[Natural-language object grounding data]

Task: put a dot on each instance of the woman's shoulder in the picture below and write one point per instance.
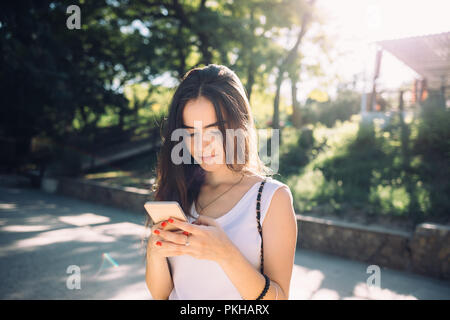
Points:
(271, 183)
(275, 183)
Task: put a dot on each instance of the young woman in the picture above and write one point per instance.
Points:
(218, 254)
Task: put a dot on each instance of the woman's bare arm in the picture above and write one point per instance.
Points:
(157, 272)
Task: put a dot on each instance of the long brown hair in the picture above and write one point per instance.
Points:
(222, 87)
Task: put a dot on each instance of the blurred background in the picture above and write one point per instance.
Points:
(358, 88)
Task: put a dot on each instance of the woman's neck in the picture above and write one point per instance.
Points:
(226, 176)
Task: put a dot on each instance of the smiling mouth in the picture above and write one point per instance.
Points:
(208, 157)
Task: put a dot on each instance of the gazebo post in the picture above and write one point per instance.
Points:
(375, 77)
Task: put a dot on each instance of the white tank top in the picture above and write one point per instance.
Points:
(196, 279)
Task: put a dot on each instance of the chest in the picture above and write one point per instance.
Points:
(212, 204)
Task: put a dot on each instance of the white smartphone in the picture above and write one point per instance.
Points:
(163, 210)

:: WHAT TO PRODUCE ::
Across all the records above, find each line with "white" in it and copy it.

:: ANSWER ::
Task: put a dot on each instance of the white tank top in the picture above and write one point per instance.
Task: put a dot on each instance of the white smartphone in the picture above and write one point per instance.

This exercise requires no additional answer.